# START OF Records shown
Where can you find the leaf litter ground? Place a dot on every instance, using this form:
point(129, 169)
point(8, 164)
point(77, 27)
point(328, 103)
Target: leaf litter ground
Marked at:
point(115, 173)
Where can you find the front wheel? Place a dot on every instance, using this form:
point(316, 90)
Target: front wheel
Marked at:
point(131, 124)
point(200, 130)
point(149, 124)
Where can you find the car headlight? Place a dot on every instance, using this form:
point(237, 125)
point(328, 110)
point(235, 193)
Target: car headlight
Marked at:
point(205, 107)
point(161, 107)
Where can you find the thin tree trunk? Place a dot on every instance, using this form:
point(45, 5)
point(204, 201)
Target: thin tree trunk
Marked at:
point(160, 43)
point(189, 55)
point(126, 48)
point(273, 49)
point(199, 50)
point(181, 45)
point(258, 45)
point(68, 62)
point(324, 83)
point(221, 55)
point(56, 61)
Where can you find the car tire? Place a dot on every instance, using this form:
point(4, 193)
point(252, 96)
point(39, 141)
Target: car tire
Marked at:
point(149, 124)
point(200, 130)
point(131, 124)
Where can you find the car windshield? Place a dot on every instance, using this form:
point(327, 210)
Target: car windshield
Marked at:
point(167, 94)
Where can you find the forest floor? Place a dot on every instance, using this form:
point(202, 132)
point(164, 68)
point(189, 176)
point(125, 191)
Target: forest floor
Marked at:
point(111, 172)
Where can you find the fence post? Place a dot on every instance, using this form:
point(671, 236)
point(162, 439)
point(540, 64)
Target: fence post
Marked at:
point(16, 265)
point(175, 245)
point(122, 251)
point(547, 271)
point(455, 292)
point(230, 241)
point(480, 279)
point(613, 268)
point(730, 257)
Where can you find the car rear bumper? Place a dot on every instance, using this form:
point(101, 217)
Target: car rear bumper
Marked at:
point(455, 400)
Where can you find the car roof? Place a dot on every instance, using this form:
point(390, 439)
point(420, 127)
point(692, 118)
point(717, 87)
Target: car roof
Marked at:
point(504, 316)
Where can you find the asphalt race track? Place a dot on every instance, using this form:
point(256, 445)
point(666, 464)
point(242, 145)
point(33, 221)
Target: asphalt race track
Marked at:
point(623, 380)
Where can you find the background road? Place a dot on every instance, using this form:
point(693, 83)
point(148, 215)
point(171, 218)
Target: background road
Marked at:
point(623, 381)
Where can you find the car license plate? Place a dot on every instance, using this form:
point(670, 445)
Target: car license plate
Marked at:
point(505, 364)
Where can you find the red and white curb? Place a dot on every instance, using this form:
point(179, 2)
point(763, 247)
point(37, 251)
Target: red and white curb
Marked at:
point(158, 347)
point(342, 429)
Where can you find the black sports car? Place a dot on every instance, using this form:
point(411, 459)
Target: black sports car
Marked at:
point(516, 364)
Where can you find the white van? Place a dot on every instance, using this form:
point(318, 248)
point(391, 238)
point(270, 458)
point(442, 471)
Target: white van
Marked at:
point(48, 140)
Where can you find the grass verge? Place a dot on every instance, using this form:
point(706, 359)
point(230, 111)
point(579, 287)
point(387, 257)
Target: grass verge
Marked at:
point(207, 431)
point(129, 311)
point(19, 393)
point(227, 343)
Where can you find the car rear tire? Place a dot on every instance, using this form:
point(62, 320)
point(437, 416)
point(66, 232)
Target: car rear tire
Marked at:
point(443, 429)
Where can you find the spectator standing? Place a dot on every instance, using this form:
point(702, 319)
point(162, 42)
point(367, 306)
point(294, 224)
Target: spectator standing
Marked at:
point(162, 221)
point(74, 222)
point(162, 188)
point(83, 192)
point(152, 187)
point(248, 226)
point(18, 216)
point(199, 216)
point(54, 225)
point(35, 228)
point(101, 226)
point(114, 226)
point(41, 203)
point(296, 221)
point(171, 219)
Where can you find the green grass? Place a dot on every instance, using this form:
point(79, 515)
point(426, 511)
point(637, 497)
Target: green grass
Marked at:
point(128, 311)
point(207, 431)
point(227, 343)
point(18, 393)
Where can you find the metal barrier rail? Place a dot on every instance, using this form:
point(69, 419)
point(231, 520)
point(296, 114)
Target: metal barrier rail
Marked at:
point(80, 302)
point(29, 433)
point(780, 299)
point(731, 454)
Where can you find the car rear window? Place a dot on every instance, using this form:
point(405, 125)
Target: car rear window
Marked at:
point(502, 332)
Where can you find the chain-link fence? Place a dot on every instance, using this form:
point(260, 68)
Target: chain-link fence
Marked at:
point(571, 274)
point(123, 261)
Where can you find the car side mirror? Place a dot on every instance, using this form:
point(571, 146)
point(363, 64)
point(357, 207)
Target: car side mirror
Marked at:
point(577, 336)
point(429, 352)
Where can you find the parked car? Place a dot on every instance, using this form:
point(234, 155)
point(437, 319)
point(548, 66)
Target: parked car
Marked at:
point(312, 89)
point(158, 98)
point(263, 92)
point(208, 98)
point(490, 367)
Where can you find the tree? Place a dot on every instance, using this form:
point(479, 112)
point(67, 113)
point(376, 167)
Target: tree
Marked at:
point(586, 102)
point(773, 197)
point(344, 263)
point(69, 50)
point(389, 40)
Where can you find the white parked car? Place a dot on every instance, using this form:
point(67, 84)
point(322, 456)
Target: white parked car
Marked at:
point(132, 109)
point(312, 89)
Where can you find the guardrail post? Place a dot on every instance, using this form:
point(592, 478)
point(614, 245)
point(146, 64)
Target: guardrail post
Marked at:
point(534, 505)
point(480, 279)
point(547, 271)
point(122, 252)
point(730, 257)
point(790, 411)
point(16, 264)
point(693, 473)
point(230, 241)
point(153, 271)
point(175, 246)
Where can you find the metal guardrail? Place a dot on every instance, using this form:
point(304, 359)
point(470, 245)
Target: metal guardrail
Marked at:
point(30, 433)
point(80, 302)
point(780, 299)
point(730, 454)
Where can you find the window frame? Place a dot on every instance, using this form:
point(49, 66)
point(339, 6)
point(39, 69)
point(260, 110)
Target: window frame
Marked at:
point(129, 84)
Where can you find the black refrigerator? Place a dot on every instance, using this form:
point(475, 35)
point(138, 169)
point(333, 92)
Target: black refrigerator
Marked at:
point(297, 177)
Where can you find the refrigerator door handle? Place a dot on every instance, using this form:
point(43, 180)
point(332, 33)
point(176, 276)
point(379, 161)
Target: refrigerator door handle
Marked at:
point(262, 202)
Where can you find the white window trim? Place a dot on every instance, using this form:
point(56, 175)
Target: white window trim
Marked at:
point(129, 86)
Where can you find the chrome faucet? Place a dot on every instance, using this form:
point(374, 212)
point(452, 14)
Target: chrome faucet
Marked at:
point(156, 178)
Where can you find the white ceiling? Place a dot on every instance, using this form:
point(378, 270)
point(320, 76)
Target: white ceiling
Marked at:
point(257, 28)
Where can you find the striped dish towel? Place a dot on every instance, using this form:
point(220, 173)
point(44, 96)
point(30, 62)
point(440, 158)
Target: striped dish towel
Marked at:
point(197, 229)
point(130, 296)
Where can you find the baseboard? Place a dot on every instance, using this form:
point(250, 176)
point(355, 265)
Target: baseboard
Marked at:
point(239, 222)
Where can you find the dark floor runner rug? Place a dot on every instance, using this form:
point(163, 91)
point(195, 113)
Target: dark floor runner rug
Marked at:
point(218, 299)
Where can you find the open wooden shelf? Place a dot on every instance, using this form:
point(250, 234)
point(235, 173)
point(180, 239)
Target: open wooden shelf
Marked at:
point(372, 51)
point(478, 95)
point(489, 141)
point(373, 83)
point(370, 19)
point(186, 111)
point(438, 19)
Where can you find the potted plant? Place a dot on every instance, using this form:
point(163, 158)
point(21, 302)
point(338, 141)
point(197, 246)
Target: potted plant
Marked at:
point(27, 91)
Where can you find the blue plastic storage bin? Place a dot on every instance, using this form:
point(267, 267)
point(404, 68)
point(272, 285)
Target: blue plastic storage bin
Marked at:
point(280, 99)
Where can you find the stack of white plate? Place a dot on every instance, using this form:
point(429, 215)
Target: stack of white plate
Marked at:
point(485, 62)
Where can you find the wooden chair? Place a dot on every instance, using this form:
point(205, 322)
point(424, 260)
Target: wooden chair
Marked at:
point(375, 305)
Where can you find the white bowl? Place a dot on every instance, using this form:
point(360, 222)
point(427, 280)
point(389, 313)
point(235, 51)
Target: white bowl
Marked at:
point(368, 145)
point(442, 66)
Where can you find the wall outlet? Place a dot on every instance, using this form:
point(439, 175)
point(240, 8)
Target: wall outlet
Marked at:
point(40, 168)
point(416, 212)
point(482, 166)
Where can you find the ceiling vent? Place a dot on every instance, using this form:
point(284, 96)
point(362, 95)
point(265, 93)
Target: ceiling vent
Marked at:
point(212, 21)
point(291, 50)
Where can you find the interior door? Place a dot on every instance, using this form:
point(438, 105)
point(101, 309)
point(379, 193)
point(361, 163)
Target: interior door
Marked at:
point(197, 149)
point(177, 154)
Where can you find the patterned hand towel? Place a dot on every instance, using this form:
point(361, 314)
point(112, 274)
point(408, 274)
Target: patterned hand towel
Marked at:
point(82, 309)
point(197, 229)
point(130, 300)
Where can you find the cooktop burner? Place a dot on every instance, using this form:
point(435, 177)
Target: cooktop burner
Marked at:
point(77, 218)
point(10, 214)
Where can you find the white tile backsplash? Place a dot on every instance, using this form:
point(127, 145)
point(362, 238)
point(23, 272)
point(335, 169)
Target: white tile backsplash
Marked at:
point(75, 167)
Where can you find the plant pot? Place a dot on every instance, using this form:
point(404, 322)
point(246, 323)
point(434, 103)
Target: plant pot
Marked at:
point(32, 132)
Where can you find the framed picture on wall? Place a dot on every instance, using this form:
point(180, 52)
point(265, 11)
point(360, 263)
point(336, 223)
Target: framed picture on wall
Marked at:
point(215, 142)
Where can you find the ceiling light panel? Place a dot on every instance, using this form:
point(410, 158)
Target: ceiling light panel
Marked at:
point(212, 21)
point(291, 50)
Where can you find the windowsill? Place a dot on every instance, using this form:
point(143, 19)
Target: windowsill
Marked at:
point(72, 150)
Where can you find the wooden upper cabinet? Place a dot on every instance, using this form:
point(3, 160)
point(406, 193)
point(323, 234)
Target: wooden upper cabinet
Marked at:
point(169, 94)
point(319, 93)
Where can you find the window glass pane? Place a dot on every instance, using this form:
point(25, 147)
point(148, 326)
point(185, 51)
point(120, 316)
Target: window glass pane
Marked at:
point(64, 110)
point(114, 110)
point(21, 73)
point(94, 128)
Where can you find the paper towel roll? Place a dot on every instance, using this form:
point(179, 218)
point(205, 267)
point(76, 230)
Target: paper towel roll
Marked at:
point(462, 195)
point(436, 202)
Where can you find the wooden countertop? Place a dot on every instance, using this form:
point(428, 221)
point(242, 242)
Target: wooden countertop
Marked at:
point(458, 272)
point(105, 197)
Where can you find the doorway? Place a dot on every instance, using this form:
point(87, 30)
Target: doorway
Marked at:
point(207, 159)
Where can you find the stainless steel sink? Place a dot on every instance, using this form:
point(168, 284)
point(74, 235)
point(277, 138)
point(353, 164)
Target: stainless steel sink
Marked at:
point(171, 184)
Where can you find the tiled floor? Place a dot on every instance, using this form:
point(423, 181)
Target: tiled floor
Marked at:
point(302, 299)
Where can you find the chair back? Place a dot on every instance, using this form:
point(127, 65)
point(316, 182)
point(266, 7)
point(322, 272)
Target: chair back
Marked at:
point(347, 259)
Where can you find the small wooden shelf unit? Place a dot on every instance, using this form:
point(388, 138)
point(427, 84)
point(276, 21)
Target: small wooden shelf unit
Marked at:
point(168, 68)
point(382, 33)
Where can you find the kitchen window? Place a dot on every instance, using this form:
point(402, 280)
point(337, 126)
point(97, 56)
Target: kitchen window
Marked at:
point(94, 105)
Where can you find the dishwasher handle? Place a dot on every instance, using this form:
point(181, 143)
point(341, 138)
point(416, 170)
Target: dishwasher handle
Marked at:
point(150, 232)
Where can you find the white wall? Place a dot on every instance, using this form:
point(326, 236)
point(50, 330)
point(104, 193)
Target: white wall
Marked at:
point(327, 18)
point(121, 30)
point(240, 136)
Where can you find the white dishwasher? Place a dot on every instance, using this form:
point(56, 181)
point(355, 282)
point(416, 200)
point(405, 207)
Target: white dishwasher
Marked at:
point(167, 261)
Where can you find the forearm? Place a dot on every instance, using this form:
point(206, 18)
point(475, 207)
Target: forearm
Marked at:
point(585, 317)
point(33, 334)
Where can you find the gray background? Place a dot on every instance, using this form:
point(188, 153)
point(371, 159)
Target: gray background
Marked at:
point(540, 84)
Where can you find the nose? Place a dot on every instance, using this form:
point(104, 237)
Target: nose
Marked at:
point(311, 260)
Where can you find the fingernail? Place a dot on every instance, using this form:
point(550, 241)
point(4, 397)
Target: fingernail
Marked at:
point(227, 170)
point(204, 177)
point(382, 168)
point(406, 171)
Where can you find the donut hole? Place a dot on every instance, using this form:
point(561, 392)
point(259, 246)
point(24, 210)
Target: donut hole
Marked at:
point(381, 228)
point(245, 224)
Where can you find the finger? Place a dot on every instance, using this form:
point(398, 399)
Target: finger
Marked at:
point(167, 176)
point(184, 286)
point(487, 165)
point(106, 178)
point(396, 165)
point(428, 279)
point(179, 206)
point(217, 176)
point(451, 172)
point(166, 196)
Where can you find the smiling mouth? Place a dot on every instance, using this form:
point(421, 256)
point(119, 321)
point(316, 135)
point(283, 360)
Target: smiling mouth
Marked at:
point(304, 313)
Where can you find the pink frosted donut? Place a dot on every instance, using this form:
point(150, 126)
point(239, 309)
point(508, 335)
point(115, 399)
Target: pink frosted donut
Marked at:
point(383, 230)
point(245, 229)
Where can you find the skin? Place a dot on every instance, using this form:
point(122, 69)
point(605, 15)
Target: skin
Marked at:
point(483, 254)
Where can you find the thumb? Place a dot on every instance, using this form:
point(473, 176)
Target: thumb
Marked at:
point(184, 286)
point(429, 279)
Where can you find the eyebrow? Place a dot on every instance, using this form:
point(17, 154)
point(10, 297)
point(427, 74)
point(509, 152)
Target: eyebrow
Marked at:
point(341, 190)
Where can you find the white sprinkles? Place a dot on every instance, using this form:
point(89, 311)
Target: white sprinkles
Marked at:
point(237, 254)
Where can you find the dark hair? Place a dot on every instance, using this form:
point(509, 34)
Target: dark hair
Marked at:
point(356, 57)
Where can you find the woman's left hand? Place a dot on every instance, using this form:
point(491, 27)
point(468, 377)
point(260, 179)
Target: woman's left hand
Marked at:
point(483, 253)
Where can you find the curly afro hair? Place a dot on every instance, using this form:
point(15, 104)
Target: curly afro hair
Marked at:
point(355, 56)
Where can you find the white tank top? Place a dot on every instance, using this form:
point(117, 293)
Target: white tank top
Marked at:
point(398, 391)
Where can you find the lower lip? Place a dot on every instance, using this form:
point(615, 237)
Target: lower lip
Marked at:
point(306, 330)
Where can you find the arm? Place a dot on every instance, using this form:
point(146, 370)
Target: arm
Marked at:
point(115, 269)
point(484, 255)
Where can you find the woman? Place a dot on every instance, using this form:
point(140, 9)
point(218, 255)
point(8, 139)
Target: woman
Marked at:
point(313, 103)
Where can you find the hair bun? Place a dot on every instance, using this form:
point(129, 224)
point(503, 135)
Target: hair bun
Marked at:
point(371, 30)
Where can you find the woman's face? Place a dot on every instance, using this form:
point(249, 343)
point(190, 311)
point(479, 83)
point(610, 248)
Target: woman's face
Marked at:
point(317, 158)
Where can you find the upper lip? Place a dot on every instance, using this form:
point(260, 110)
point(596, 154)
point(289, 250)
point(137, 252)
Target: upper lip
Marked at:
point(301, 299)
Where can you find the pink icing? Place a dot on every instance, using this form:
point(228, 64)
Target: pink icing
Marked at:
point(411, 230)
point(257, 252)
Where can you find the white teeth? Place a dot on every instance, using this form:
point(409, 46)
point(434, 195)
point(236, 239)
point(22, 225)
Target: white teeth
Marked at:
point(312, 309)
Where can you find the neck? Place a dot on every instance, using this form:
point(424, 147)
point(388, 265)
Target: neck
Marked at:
# END OF Records shown
Task goal:
Quote the rows word for word, starting at the line that contains "Where can you find the woman's face?" and ending at the final line of the rows.

Output below:
Where can you find the woman's face? Place a dot on every instance, using this form:
point(249, 343)
point(190, 311)
point(479, 83)
point(610, 248)
Target: woman's face
Marked at:
point(317, 158)
Where can you find the upper lip? Place a dot on every instance, using this form:
point(260, 110)
point(596, 154)
point(289, 250)
point(137, 252)
Target: upper lip
Marked at:
point(301, 299)
Where can you find the pink icing? Place a dot on every instance, using this form:
point(228, 64)
Target: pink icing
Marked at:
point(411, 230)
point(257, 252)
Where can you find the white teeth? Place a dot on every instance, using this form:
point(409, 46)
point(434, 195)
point(236, 239)
point(22, 225)
Target: white teeth
Marked at:
point(312, 309)
Where can you find the neck? Place a dot on every instance, using this form:
point(424, 147)
point(388, 265)
Target: neck
Marked at:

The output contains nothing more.